Information given:
==========

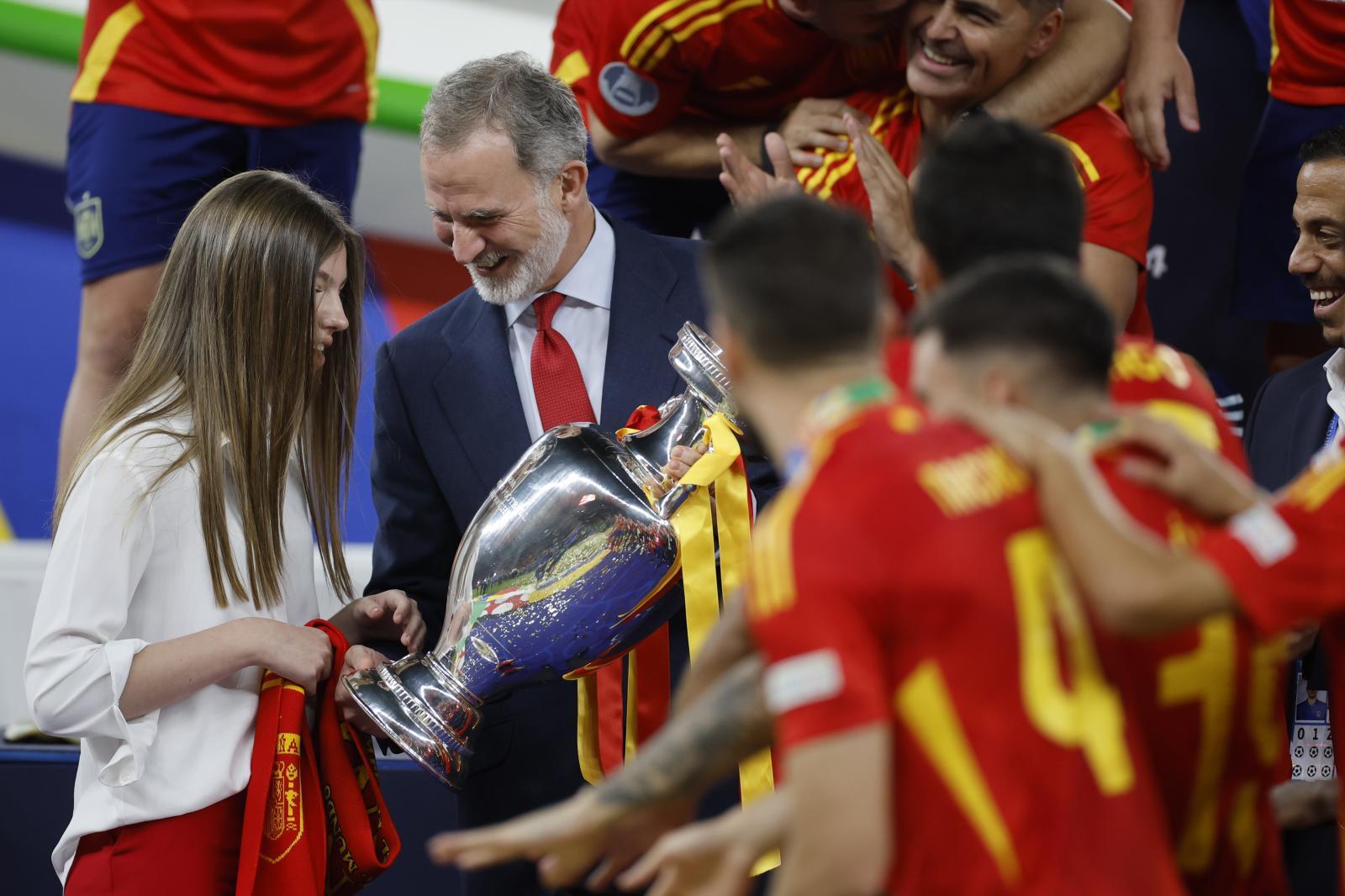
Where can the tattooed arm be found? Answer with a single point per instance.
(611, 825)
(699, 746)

==========

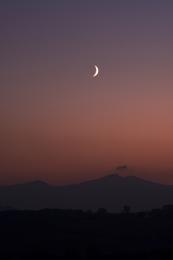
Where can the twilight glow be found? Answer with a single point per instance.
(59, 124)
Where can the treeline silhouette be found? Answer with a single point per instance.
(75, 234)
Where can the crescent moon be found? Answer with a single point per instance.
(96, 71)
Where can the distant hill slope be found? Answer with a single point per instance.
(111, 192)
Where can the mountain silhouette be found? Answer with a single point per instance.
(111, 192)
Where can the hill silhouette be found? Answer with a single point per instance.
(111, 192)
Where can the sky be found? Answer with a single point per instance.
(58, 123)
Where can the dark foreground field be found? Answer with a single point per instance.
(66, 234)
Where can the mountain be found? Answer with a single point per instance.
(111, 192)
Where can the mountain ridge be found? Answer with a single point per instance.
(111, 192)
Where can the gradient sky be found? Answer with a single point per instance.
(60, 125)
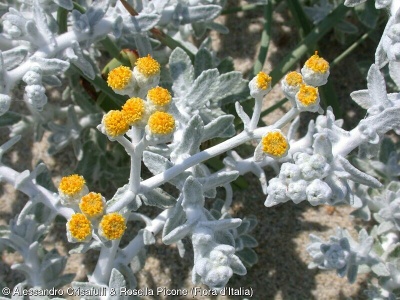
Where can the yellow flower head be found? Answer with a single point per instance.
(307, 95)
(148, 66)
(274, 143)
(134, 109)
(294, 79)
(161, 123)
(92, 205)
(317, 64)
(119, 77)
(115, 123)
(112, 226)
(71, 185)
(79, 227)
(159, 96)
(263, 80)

==========

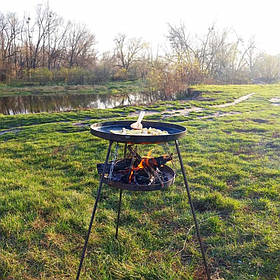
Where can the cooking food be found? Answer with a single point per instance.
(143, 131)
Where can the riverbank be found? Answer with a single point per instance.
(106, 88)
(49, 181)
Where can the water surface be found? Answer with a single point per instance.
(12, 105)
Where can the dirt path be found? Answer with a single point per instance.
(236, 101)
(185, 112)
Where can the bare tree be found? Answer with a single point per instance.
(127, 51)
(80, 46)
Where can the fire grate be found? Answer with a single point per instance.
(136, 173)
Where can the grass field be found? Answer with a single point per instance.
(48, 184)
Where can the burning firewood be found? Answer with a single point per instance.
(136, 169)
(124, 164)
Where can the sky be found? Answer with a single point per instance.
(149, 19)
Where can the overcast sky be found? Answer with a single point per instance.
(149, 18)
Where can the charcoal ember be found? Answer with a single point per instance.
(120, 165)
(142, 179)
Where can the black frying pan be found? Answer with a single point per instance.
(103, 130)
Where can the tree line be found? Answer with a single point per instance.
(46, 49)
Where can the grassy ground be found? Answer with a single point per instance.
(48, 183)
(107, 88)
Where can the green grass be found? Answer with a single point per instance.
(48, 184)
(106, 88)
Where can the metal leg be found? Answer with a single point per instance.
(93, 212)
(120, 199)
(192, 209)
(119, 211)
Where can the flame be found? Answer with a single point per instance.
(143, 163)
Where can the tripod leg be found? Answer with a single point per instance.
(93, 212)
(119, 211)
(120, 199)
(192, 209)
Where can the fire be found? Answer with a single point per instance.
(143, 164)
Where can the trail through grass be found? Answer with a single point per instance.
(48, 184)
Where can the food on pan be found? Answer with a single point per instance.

==========

Task prompt: Please render the lines of the listing as a JSON list of strings, starting with the line that contains "Where can the tripod" and going on through the line that contains "Where can the food", both included. Use one string per line and leave out any blank lines.

Finished answer:
[
  "Where can the tripod leg be found? Answer with a single point per instance.",
  "(93, 212)",
  "(119, 211)",
  "(120, 199)",
  "(192, 209)",
  "Where can the fire be found? Answer with a single point per instance.",
  "(143, 164)",
  "Where can the trail through grass be found? Answer with a single point per instance.",
  "(48, 184)",
  "Where can the food on pan be found? Answer with a single point per instance."
]